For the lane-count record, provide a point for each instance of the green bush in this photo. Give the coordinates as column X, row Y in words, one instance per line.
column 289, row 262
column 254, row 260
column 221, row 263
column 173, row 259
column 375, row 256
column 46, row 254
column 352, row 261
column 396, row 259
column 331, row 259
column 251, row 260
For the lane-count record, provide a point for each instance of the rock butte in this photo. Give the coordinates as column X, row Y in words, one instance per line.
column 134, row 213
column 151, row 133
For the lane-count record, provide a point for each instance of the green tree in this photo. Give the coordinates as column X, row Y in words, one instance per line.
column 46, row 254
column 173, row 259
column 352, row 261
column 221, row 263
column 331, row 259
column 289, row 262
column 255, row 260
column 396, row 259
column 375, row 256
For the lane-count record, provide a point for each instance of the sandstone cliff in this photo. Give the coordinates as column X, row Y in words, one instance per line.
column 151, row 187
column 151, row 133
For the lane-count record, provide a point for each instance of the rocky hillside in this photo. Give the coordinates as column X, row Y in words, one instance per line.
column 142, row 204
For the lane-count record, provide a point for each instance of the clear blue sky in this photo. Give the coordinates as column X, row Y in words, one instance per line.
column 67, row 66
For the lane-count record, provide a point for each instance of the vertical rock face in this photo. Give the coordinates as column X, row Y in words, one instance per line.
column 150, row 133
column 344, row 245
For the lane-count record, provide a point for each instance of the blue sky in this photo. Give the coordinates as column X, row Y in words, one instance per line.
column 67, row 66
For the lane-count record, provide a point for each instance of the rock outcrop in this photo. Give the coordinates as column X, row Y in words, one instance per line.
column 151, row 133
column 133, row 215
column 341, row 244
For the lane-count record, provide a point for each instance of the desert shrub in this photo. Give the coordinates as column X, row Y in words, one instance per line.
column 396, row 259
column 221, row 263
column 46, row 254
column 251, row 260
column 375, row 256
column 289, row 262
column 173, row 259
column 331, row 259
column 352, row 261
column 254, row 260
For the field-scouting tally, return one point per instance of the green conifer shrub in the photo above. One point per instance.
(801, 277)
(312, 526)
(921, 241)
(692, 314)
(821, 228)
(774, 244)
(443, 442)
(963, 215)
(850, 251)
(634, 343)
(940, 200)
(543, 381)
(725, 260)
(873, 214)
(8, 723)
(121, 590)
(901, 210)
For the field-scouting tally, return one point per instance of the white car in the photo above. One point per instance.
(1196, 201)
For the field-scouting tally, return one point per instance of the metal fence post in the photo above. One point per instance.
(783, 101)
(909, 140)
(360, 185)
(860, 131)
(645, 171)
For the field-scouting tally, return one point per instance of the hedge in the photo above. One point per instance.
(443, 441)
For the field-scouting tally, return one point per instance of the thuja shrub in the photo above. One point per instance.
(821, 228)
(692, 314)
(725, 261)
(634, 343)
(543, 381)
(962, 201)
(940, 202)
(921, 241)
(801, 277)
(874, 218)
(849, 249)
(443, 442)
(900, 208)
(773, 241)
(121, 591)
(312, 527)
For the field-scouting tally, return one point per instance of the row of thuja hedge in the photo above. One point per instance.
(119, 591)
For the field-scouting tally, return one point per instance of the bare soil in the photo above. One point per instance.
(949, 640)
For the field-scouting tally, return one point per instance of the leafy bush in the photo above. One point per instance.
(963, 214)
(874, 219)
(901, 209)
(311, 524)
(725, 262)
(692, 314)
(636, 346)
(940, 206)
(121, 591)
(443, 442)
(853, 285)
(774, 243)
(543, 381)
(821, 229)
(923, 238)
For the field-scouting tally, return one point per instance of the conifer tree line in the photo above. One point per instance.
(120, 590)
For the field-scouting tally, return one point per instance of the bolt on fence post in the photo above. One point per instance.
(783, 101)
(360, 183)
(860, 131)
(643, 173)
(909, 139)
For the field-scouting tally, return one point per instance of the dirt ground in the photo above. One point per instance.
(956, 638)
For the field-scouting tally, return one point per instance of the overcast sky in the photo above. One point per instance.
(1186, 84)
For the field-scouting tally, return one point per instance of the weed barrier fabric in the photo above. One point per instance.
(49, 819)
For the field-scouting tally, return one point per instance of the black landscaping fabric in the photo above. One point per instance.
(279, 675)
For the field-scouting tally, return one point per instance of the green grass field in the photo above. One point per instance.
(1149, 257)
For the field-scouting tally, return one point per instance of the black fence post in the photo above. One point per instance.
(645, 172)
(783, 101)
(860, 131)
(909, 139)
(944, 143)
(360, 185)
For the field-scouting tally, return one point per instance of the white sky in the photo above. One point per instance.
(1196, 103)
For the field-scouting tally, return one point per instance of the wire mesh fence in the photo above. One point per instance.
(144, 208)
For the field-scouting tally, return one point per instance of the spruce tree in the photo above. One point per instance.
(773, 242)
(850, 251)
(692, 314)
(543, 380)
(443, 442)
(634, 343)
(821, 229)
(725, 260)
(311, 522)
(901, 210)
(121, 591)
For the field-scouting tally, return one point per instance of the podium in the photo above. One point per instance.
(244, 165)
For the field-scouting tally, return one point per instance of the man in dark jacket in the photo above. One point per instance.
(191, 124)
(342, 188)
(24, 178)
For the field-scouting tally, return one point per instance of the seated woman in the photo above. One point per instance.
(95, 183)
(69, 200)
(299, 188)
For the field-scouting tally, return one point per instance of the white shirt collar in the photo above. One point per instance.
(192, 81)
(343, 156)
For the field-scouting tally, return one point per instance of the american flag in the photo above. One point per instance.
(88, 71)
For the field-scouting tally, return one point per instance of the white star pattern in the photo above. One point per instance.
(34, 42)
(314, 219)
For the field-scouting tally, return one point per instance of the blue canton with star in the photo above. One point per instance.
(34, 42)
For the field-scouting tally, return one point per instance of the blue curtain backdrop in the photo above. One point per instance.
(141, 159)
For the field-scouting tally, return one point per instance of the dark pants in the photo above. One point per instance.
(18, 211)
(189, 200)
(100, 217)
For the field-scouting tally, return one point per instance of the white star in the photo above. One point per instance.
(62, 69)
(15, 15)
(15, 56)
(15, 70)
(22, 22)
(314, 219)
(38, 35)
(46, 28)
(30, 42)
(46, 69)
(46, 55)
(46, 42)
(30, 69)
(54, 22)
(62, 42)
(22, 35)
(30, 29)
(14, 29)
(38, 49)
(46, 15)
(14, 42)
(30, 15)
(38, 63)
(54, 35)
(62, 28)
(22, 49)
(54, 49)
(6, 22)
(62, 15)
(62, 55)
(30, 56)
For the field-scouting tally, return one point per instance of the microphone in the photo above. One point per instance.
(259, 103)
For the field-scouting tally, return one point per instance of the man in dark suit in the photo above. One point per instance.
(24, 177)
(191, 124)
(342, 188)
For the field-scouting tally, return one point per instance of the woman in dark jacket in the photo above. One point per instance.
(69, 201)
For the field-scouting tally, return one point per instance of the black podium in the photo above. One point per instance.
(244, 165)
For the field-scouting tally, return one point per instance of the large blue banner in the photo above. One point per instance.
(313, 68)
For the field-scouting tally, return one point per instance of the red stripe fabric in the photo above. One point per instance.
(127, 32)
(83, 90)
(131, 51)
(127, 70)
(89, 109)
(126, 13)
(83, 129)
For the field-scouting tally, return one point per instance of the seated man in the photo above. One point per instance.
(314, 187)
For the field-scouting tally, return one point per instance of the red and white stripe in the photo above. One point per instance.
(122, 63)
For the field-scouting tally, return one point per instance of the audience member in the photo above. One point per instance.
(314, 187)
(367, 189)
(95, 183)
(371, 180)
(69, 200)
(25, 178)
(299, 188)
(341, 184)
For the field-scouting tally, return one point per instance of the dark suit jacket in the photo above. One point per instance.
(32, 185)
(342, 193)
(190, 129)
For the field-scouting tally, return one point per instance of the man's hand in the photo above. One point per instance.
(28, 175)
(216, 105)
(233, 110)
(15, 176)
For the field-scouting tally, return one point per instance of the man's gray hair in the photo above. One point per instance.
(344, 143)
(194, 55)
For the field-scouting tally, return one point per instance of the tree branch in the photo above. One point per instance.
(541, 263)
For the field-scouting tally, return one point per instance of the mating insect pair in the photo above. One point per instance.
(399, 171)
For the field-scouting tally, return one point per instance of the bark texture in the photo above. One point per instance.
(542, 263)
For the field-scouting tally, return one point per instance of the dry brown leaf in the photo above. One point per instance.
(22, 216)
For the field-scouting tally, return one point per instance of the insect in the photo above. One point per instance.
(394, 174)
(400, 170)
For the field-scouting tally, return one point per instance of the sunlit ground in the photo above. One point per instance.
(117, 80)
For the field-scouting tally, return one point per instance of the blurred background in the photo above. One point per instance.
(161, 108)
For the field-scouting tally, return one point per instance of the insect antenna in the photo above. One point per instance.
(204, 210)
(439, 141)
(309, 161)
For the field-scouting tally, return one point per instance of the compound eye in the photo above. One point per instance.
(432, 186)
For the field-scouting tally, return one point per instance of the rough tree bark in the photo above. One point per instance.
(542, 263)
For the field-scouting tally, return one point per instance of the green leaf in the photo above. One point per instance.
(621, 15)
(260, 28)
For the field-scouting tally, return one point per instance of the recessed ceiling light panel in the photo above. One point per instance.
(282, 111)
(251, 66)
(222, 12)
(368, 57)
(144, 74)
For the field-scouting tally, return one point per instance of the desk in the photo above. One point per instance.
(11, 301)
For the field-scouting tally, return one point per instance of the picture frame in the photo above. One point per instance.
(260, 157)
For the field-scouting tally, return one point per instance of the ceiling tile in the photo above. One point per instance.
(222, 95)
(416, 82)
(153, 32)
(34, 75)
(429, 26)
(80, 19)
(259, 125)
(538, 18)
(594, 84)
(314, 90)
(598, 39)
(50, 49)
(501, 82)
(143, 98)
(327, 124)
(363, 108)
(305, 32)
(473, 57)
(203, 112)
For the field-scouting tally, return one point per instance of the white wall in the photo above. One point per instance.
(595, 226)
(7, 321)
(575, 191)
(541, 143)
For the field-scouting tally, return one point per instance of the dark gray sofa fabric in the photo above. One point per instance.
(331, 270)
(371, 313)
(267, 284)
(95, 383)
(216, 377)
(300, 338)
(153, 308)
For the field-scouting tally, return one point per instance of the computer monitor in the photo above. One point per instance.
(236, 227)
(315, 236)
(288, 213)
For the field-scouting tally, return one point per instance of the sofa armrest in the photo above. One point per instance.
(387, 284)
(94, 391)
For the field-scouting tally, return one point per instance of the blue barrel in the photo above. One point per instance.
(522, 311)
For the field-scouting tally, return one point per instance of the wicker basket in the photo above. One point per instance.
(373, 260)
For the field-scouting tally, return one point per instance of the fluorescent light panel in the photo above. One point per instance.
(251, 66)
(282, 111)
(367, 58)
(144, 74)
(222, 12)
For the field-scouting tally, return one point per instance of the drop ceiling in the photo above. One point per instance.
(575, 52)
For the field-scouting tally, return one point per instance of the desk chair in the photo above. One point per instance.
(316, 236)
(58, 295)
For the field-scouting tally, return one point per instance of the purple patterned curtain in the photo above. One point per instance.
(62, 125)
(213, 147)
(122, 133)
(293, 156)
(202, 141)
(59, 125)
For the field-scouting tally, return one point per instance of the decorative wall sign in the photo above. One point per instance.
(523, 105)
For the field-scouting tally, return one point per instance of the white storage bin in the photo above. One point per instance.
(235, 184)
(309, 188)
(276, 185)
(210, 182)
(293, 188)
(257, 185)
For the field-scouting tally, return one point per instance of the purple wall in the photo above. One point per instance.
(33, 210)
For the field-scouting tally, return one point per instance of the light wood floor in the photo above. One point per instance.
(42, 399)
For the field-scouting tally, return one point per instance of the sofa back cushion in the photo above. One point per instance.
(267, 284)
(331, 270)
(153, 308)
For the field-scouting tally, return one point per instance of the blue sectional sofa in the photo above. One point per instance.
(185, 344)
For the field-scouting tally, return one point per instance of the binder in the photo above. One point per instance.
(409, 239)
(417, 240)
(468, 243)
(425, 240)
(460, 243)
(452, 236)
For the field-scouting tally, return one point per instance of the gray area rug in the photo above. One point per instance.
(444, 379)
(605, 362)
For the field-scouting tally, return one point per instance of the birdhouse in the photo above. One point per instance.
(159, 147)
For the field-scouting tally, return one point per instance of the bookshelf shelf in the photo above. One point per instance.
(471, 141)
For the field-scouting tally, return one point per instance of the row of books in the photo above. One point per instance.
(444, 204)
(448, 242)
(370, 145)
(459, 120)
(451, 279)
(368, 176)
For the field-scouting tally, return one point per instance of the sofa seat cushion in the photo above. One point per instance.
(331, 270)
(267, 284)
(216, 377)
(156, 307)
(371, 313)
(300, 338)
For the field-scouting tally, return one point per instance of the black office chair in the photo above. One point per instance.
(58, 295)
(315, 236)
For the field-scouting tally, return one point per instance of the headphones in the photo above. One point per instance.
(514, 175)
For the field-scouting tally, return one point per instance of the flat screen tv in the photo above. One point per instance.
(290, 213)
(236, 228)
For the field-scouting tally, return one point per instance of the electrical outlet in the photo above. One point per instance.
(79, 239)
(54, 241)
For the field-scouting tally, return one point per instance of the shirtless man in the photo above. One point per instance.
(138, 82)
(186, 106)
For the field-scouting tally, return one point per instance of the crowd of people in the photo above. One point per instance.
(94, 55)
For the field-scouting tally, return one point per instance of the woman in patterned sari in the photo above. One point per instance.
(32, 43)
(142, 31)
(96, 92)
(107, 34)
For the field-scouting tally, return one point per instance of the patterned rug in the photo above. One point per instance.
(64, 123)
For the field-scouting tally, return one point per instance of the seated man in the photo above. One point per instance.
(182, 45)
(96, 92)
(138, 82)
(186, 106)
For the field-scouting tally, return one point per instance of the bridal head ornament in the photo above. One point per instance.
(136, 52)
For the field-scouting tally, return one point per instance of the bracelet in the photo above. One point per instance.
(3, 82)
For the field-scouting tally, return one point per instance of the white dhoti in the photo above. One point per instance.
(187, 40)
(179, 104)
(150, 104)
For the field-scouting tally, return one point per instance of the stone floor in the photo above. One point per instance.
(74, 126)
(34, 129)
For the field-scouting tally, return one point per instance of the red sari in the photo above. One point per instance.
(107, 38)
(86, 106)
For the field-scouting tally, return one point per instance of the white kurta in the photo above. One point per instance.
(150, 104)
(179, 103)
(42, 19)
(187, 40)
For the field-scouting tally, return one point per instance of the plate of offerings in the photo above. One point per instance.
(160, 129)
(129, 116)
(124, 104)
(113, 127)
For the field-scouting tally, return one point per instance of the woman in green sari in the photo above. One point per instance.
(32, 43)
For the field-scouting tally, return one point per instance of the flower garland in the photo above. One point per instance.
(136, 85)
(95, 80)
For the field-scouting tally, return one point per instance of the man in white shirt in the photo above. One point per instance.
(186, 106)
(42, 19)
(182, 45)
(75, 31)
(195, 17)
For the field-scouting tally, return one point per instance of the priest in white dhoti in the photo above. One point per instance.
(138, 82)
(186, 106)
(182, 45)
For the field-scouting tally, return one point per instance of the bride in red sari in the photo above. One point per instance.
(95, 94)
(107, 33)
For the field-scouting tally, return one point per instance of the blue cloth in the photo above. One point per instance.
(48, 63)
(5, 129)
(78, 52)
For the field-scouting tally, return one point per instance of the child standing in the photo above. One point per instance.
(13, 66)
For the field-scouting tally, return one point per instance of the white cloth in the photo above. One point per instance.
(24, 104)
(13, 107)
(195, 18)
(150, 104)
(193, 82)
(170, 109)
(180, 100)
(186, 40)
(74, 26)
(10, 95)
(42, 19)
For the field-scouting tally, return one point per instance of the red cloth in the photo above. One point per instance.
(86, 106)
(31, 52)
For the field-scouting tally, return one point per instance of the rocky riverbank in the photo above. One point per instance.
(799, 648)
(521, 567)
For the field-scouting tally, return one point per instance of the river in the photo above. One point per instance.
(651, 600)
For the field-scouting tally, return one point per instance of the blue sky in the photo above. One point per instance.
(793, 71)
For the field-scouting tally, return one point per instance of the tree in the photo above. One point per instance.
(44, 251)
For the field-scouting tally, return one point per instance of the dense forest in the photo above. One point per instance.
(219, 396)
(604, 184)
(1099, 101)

> **Requirement**:
Reproduce, exactly and with both ends included, every line from the one that contains "of the priest" to the end of the listing above.

> **Answer to this task**:
For the field-scouting tally, return one point per instance of the priest in white dhoti in the photo above. One point per instance.
(138, 82)
(186, 106)
(182, 45)
For the field-scouting tally, return one point per instance of the bride in red sari in the photo above. One point per instance.
(95, 94)
(107, 33)
For the field-scouting tally, return one point per instance of the blue cloth in the photo above. One point per instance.
(48, 63)
(5, 129)
(78, 52)
For the field-scouting tally, return one point per instance of the child standing in the photo above. One point per instance.
(13, 66)
For the field-scouting tally, return one point per instance of the white cloth in the photo above. One point per instance.
(24, 104)
(13, 107)
(195, 18)
(150, 104)
(193, 82)
(170, 109)
(180, 100)
(186, 40)
(74, 26)
(10, 95)
(42, 19)
For the field-scouting tally, return one point per instance of the red cloth in the photo above. One point per instance.
(86, 106)
(31, 52)
For the field-scouting tally, return one point per instance of the rocky riverbank in the photo above. One point per instance.
(799, 648)
(521, 567)
For the field-scouting tally, return one point per instance of the river in the photo above. One point per instance.
(651, 600)
For the field-scouting tally, return one point per instance of the blue sky in the photo above. One point per instance.
(793, 71)
For the field-scouting tally, return one point per instance of the tree in the photo above. One point per instance.
(44, 251)
For the field-scouting tally, return one point per instance of the dense forest in the photo above. One point per instance.
(219, 396)
(604, 184)
(1099, 101)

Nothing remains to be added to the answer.